## [Exercise]
All entries, exactly as written, should be output again.

Natural language region descriptions:
== == ==

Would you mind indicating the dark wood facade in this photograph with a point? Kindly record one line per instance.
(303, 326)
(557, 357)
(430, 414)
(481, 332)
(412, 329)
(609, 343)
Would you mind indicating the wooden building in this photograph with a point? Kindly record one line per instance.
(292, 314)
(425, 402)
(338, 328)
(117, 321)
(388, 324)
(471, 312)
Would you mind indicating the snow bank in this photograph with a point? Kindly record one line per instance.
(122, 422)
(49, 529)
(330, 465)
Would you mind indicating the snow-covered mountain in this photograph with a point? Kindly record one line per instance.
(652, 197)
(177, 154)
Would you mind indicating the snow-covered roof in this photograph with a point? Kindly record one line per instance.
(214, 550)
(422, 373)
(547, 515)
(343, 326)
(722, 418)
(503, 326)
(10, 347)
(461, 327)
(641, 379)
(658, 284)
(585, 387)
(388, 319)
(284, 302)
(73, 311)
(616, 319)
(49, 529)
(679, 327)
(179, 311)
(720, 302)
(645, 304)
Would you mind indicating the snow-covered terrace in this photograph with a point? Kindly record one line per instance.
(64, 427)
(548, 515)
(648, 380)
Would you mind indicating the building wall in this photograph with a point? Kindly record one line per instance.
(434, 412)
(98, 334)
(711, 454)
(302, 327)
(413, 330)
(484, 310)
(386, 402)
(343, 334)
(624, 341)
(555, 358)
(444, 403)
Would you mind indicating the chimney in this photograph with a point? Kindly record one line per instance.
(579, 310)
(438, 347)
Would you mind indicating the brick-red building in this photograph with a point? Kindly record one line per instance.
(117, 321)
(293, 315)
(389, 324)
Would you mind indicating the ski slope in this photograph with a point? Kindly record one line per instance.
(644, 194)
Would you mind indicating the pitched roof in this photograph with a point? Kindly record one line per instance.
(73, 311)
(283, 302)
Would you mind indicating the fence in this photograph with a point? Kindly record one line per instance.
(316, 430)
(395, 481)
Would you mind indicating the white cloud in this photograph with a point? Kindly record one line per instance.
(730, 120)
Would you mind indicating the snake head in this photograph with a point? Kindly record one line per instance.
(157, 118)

== == ==

## [Response to this task]
Would you mind indicating the dark wood facade in this photograph with a point? Kindly record one line per instance.
(303, 326)
(557, 357)
(430, 414)
(481, 332)
(412, 329)
(609, 343)
Would you mind indicating the wooden building in this photograph with a point? Kindly record one line per instance.
(292, 314)
(425, 402)
(338, 328)
(117, 321)
(388, 324)
(471, 312)
Would you mind indicating the snow bank in this photograph with a point? Kindly record one line per instance.
(122, 422)
(49, 529)
(330, 465)
Would you mind indicating the snow-covered mountain in this photograph with a point? Kindly record one line per instance.
(652, 197)
(177, 154)
Would you mind indicating the snow-covered roof in this photograph with a point? Kindly record one line per instance.
(214, 550)
(422, 373)
(547, 515)
(343, 326)
(722, 418)
(503, 326)
(10, 347)
(461, 327)
(641, 379)
(658, 284)
(585, 387)
(388, 319)
(284, 302)
(73, 311)
(616, 319)
(49, 529)
(679, 327)
(179, 311)
(720, 302)
(645, 304)
Would you mind indicating the snow-covered terrace in this photograph with a point? Kindly record one line per instance.
(64, 427)
(548, 515)
(648, 380)
Would you mind indicating the building wall in this photograph with a point? Kindly record one line per instance.
(434, 412)
(98, 334)
(711, 454)
(302, 327)
(413, 330)
(484, 310)
(386, 402)
(343, 334)
(624, 341)
(555, 358)
(444, 403)
Would you mind indicating the chimney in this photograph with a point? Kindly record one line per instance.
(579, 310)
(438, 347)
Would you mind indicating the brick-red building in this photograph with a point? Kindly record one line per instance.
(117, 321)
(293, 315)
(389, 324)
Would you mind indicating the ski slope in this photograph with a point? Kindly record one line per instance.
(644, 194)
Would you mind indicating the pitched roof in this photograph with a point? Kindly record one line per instance.
(73, 311)
(283, 302)
Would you mind indicating the fence in this photograph with a point? Kindly record one line per instance.
(316, 430)
(395, 481)
Would you mind indicating the white cloud in this photograph with a point? Kindly record one line per instance.
(730, 120)
Would you mind indicating the snake head in this photograph with a point? Kindly record one line per instance.
(157, 118)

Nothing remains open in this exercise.